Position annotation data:
■ ■ ■ ■ ■ ■ ■

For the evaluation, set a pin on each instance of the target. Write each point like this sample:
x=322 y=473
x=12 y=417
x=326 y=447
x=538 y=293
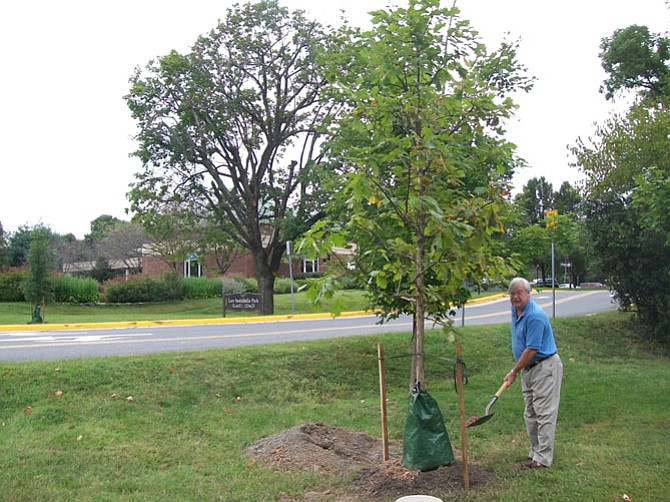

■ ■ ■ ■ ■ ■ ■

• TASK TO COMPLETE
Reproduce every line of the data above without changes, and leave the pictures out of your output.

• FINAL ANSWER
For the evaluation, set a pin on each instance of the target. Write each point like this sample:
x=322 y=473
x=12 y=417
x=326 y=447
x=538 y=293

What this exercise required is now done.